Par mémoire séparé, les recourants ont formé simultanément une demande de révision à titre subsidiaire.
Le Tribunal fédéral a rejeté le recours de droit public.
Extrait des considérants:
1. Les recourants ont déposé, parallèlement, un recours de droit public et une demande de révision visant tous deux la même décision, à savoir la sentence finale du 22 avril 2003, laquelle jouissait de la force de chose jugée dès sa communication (
art. 190 al. 1 LDIP). Le Tribunal fédéral est compétent pour statuer sur l'un et l'autre de ces moyens de droit extraordinaires (
art. 191 al. 1 LDIP;
ATF 118 II 199 consid. 2). Il n'existe pas de disposition spécifique, tel l'
art. 57 al. 1 OJ pour le recours en réforme ou l'
art. 6 al. 1 PCF en liaison avec l'
art. 40 OJ pour les autres recours, qui réglerait la priorité de traitement entre le recours de droit public et la demande de révision dirigés contre une sentence rendue dans le cadre d'un arbitrage international. Le but assigné à ces dispositions - éviter, pour des motifs d'économie procédurale, que le Tribunal fédéral ne s'occupe d'une affaire tant que la décision attaquée est susceptible d'être annulée par une autorité cantonale (
ATF 83 II 422) - ne joue pas de rôle dans un tel contexte puisque c'est la même autorité qui est appelée à statuer sur les moyens de droit connexes. Cela étant, on observe, en particulier au niveau cantonal, que la révision est généralement conçue comme une voie de recours subsidiaire par rapport aux instruments prioritaires que constituent les autres voies de recours mises à la disposition du justiciable (cf., parmi d'autres, FABIENNE HOHL, Procédure civile, vol. II, n. 3079; PHILIPPE SCHWEIZER, Le recours en revision, thèse Neuchâtel 1985, p. 331). Dans le même esprit, la jurisprudence fédérale considère que les motifs mentionnés à l'
art. 136 OJ ne sauraient fonder une demande de révision d'une sentence arbitrale internationale dès lors qu'ils peuvent être invoqués à l'appui d'un recours de droit public au sens de l'
art. 190 al. 2 LDIP (arrêt 4P.104/1993 du 25 novembre 1993, consid. 2;
ATF 118 II 199 consid. 4). La logique veut donc que l'on traite en priorité le recours de droit public. Il ne s'agit là cependant que d'une règle générale et il est tout à fait concevable que, dans certaines hypothèses comme celle prévue par l'
art. 137 let. a OJ, il puisse se justifier de commencer par l'examen de la demande de révision.

◆ Tâches à réaliser:
#1 Pouvez-vous reproduire fidèlement le passage de l'extrait de l'arrêt qui s'ouvre sur les mots contenant "Par mémoire séparé, les" et se termine par "rejeté le recours de droit public." ?
#2 Quelles dispositions de l'OJ sont citées dans l'extrait de l'arrêt ?
Les enregistrements forment un matériau distinct de l'extrait de l'arrêt.

◆ Données fournies:
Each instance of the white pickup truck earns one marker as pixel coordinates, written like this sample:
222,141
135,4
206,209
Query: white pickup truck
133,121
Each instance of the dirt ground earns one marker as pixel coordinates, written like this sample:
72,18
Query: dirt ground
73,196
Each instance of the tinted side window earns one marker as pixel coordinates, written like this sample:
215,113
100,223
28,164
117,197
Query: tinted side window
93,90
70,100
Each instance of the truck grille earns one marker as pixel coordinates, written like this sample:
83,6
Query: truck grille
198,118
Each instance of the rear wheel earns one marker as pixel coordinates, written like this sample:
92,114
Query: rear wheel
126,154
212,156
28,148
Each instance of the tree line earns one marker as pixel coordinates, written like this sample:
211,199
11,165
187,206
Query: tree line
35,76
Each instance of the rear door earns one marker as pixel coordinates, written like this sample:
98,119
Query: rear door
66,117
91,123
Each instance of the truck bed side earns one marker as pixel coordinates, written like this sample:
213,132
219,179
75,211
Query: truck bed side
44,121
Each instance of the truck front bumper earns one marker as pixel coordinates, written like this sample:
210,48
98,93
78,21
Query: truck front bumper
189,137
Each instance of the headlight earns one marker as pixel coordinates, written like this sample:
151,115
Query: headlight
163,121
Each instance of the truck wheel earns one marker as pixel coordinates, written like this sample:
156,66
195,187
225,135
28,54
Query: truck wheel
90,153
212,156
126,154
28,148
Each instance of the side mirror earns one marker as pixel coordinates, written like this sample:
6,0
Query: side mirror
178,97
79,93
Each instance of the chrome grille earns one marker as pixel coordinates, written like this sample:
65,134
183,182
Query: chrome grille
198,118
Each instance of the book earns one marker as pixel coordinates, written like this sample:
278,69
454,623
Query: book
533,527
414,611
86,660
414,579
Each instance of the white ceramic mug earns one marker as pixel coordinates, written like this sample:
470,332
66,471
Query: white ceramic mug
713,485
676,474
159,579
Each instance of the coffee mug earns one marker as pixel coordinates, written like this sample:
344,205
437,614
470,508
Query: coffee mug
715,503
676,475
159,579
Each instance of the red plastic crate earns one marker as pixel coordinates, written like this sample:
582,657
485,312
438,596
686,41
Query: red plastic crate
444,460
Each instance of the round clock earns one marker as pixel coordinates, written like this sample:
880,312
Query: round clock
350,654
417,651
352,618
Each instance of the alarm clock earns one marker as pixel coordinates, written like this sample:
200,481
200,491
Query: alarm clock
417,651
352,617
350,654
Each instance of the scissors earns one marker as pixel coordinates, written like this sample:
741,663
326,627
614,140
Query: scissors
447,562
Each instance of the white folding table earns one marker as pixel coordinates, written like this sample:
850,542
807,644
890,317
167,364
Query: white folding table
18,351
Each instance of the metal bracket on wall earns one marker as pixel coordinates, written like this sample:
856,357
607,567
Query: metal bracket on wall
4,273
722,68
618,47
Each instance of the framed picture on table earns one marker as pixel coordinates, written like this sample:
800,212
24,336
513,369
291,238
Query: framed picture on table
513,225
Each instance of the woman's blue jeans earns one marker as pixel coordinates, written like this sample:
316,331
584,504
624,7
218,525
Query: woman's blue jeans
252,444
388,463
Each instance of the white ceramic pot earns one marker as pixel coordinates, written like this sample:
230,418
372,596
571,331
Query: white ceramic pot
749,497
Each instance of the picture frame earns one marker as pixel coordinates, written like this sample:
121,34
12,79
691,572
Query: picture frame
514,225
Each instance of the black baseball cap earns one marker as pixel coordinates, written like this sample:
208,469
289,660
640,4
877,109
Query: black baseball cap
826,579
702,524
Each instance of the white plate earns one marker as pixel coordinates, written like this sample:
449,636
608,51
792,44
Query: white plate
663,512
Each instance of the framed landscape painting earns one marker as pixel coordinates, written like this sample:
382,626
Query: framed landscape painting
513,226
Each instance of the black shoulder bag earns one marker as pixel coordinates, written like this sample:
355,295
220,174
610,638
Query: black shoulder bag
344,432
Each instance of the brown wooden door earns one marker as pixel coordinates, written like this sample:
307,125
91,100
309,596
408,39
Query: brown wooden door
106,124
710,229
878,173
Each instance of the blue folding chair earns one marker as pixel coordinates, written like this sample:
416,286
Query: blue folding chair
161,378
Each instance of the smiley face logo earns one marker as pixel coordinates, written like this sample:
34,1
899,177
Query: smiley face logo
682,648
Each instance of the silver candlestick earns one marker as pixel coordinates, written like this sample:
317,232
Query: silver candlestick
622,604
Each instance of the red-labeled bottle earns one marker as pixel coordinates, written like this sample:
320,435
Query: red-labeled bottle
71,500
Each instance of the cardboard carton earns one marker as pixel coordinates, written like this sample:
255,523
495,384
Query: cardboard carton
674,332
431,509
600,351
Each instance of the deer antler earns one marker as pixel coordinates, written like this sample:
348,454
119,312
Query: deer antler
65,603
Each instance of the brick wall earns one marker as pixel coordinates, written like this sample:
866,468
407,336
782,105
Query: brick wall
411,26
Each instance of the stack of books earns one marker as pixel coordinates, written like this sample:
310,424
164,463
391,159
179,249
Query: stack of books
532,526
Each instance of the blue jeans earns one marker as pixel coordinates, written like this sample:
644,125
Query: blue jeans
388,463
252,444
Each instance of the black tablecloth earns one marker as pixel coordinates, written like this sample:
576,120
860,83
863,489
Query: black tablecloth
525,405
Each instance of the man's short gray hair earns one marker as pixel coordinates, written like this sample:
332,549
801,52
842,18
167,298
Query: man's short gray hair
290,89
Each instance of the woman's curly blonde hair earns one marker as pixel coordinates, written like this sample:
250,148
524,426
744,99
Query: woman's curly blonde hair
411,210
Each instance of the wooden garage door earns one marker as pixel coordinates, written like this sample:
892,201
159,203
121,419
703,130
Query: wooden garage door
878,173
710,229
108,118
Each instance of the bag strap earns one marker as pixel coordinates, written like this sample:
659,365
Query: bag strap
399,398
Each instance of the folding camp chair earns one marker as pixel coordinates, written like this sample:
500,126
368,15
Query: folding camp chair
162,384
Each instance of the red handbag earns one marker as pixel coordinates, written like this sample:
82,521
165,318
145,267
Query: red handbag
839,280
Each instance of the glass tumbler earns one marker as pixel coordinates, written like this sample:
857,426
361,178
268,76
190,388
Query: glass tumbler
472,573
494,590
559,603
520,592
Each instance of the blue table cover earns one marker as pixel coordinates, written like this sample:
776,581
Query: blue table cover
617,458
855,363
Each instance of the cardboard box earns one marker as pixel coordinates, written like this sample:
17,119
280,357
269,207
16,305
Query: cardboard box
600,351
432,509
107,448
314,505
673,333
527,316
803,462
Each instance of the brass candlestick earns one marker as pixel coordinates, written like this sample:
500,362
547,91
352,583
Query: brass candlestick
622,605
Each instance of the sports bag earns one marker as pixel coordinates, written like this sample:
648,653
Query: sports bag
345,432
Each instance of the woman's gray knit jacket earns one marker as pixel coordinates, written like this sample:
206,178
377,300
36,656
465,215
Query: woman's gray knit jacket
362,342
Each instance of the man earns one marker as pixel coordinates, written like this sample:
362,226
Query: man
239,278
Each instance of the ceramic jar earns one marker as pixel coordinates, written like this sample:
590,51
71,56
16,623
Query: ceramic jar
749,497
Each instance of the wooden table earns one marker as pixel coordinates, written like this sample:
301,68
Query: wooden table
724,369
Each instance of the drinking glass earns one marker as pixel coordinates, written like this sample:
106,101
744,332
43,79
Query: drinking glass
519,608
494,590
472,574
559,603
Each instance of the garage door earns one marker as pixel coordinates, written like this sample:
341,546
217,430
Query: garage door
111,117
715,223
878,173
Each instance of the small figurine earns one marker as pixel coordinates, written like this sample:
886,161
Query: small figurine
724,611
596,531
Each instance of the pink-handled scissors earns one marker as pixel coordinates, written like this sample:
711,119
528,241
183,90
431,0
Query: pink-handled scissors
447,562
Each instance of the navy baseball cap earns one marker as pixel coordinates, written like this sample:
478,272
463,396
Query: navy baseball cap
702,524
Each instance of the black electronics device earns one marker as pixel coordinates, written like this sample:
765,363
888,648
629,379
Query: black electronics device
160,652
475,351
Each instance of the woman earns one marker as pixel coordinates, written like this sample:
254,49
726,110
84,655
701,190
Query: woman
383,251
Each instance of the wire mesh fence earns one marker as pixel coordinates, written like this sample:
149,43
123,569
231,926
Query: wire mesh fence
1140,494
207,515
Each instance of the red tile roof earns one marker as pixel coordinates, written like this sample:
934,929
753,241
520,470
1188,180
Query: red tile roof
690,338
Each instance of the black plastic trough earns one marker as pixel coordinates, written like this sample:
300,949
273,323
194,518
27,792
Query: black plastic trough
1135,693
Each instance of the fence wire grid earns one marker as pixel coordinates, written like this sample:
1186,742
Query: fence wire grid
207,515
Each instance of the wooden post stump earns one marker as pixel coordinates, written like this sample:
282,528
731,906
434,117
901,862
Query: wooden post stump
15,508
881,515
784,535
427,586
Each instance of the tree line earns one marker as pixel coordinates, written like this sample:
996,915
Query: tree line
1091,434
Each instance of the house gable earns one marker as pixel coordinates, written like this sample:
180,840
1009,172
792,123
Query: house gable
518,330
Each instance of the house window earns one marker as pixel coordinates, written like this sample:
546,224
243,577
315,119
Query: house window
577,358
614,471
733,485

◆ Corrigé:
#1
Par mémoire séparé, les recourants ont formé simultanément une demande de révision à titre subsidiaire.
Le Tribunal fédéral a rejeté le recours de droit public.

#2
- art. 57 al. 1 OJ
- art. 40 OJ
- art. 136 OJ
- art. 137 let. a OJ